> _Parts of the exercise_:
1) Answer these from the background-removal excerpt below, one line each:
(a) Which model tends to give cleaner edges?
(b) What three states does the network status LED show?
(c) At what address is the app live?
2) Name every background-removal model that the background-removal excerpt below mentions by name.
--- Source excerpt ---
I also spent time on the UI side of things. There's a network status LED that shows whether you're online, fetching, or offline-ready. Side-by-side preview for the original and the mask. Zoom overlay for inspecting details. Small things, but they make the experience feel more polished.

The models

Each model has its own characteristics. ISNet-ONNX is a good balance of quality and speed. RMBG-1.4 tends to produce cleaner edges but takes a bit longer. MODNet is lighter and faster but sometimes misses finer details.

The benchmark mode lets you see these differences directly. Load an image, run all models, compare the results. It's not a scientific benchmark — it's just one image on your machine — but it gives you a sense of what to expect.

Where it's going

Right now it does one thing: remove backgrounds and export masks. I'm not sure there's much more to add honestly. Maybe more models over time as better ones become available. Maybe some quality-of-life improvements.

But I think the interesting part isn't the feature set. It's the approach. Running AI models in the browser changes the whole equation. No server, no data collection, no costs. Just code running on your machine.

That feels like the right direction for a lot of tools.

The app is live at experiments.prats.page/bgrem and the code is on GitHub if you want to look at how it's put together.


Thank you for making it this far. Have a great day! 😄
--- Given data ---
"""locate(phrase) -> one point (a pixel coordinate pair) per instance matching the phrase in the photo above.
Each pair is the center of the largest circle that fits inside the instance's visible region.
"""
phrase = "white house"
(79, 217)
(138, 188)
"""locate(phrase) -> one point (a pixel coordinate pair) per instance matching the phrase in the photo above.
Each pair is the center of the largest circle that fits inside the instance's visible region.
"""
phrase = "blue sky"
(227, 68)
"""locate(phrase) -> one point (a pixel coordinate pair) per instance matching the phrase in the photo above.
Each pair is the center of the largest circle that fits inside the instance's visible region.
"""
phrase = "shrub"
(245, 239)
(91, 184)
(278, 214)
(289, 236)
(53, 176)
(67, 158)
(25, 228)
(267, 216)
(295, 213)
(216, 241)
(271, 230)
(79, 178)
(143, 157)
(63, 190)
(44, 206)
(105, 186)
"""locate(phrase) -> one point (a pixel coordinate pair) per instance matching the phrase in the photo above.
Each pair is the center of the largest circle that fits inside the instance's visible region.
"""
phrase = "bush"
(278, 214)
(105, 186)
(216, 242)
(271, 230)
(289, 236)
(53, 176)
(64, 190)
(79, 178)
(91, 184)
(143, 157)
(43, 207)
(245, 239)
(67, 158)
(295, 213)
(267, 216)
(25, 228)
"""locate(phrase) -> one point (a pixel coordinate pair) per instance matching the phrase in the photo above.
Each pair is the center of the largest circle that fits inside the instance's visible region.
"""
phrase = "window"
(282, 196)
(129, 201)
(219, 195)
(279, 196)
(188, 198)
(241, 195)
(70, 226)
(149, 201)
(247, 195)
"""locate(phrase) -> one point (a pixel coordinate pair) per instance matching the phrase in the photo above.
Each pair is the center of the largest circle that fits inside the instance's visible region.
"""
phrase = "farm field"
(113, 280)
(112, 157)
---
> _Exercise answers_:
1)
(a) RMBG-1.4
(b) Online, fetching, or offline-ready
(c) experiments.prats.page/bgrem

2) ISNet-ONNX, RMBG-1.4, MODNet